▸ **INPUT FOR THIS TASK**
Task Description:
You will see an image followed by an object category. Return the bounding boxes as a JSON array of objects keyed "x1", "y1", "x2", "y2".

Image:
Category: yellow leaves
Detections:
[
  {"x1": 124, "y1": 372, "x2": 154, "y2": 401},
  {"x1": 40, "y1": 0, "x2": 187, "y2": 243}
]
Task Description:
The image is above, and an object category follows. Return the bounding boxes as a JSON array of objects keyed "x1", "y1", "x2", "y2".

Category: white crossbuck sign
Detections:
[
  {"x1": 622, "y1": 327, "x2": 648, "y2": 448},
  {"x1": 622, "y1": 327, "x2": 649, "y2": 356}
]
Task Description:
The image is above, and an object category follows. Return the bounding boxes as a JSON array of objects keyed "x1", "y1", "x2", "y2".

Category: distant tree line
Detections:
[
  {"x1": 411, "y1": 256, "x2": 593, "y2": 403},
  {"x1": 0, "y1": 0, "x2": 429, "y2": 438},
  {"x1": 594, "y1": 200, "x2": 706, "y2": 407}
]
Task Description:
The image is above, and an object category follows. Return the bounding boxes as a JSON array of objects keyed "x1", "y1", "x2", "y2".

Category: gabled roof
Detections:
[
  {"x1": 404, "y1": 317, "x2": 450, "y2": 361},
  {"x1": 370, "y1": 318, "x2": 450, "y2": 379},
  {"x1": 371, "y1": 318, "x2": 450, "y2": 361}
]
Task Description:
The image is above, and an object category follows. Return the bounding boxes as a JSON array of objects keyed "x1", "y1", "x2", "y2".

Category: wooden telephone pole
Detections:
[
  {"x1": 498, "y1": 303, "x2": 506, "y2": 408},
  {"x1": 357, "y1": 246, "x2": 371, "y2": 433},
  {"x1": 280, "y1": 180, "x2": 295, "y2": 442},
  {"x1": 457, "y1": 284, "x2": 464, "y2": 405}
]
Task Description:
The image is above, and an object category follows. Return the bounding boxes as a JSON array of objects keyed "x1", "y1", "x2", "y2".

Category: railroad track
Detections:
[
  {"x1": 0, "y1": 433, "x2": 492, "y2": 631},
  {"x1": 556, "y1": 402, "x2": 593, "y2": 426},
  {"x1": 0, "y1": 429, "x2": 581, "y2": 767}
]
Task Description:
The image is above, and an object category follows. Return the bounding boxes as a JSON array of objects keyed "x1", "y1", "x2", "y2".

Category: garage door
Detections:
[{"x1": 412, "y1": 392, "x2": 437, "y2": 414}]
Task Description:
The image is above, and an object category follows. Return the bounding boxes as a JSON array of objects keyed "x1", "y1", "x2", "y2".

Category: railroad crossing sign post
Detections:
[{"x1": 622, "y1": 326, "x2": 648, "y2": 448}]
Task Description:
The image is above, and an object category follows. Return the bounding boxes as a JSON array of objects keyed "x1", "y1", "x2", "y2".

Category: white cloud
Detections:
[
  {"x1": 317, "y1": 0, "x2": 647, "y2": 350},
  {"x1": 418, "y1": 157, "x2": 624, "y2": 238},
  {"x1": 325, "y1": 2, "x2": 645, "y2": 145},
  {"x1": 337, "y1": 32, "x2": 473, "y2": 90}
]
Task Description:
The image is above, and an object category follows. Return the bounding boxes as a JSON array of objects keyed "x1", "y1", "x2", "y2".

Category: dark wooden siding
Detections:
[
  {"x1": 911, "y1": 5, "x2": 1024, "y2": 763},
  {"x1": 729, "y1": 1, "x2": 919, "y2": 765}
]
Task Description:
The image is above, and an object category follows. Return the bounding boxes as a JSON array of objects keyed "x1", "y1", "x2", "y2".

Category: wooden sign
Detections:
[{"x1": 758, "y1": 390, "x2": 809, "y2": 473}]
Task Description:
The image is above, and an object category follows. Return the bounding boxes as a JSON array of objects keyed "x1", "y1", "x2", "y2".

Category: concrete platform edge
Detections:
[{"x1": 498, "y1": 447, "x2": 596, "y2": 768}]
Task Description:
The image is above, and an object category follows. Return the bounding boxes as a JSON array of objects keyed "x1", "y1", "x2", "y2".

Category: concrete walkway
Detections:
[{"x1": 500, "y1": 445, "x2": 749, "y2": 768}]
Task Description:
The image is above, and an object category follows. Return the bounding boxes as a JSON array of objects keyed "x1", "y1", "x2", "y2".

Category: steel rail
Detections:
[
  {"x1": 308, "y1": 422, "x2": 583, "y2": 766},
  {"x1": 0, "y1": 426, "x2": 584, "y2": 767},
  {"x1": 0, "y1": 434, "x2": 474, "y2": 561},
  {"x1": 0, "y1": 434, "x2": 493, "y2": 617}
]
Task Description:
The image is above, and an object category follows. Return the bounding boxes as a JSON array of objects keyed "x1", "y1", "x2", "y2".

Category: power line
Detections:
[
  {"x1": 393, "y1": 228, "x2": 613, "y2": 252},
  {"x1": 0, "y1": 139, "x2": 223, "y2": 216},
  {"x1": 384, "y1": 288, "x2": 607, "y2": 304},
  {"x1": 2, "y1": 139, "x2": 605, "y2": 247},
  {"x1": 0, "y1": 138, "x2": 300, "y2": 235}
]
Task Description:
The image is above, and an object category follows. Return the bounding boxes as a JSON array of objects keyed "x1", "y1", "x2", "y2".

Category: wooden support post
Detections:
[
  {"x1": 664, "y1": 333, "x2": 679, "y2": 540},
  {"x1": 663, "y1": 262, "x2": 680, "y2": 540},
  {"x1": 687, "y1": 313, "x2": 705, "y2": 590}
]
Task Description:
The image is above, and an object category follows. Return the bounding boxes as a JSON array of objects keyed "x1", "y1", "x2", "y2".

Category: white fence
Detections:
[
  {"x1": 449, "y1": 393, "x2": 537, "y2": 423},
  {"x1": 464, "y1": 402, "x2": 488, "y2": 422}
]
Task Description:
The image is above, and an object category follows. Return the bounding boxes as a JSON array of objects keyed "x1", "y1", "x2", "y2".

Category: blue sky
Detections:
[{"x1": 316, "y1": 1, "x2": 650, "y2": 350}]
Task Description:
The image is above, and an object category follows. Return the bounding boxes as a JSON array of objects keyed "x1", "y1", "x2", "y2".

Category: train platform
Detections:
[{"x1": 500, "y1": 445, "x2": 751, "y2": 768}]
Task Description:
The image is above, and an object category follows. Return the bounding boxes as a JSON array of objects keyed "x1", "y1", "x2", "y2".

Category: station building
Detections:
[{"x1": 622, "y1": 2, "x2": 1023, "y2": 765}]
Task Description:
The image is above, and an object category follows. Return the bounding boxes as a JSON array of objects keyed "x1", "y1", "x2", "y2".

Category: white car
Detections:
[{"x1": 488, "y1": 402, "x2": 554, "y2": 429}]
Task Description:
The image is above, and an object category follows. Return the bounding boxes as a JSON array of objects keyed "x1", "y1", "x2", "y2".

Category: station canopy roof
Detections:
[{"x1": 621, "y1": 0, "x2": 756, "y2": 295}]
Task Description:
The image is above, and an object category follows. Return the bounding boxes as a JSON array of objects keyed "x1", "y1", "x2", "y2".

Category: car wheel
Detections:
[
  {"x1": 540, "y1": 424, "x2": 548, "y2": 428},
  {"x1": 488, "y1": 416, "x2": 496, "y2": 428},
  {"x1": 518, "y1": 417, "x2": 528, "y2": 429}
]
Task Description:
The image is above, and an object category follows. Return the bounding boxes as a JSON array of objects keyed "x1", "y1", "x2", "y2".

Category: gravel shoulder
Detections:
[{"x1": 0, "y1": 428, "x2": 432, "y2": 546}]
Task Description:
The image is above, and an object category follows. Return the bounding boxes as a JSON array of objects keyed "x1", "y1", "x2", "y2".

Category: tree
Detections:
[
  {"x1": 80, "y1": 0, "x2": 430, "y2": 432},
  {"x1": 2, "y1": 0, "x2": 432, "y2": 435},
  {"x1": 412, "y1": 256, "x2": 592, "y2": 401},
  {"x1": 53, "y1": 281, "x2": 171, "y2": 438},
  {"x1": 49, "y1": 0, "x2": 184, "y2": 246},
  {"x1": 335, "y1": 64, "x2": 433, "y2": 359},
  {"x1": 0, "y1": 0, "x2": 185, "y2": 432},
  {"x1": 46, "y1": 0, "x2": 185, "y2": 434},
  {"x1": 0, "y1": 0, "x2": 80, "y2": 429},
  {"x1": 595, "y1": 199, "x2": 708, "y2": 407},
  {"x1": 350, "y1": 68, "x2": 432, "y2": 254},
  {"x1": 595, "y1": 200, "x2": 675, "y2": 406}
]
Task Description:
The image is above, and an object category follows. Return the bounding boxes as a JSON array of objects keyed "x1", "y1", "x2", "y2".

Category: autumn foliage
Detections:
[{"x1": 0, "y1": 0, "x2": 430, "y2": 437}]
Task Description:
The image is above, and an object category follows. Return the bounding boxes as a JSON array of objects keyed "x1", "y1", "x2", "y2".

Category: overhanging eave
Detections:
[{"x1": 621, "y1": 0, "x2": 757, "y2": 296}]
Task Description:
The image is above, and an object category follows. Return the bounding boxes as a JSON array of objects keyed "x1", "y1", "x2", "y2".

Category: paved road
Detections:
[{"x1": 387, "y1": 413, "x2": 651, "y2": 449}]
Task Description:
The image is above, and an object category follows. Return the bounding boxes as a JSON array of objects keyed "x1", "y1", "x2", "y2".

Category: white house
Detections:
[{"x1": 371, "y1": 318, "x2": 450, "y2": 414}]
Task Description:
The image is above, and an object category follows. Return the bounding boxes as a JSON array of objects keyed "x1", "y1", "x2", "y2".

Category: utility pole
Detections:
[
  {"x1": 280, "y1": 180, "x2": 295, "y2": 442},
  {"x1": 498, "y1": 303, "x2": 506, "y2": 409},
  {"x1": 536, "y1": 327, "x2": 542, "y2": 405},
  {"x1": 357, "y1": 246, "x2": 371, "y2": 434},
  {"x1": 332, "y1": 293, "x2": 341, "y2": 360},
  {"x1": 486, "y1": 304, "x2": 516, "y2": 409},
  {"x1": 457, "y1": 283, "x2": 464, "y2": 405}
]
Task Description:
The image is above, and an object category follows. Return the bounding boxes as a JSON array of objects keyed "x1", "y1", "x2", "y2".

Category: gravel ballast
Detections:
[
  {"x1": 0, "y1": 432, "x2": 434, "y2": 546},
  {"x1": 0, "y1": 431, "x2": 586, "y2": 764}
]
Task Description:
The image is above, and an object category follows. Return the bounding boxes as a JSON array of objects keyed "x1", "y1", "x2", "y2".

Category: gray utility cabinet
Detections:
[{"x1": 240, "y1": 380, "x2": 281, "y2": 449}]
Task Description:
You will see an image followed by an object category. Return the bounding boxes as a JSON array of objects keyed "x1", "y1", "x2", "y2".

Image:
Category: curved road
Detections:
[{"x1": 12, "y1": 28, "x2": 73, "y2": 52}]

▸ **HOW TO COMPLETE THIS TASK**
Return exactly, and only, the lines from the start of the listing through the line with "Category: white crossbuck sign".

▸ **FINAL ANSWER**
Task Description:
You will see an image followed by an object category. Return the bounding boxes as a JSON array of objects keyed "x1", "y1", "x2", "y2".

Image:
Category: yellow leaves
Detections:
[
  {"x1": 124, "y1": 372, "x2": 154, "y2": 401},
  {"x1": 40, "y1": 0, "x2": 187, "y2": 243}
]
Task Description:
The image is above, and an object category follows. Return the bounding boxes as a JSON array of objects keyed "x1", "y1", "x2", "y2".

Category: white crossbuck sign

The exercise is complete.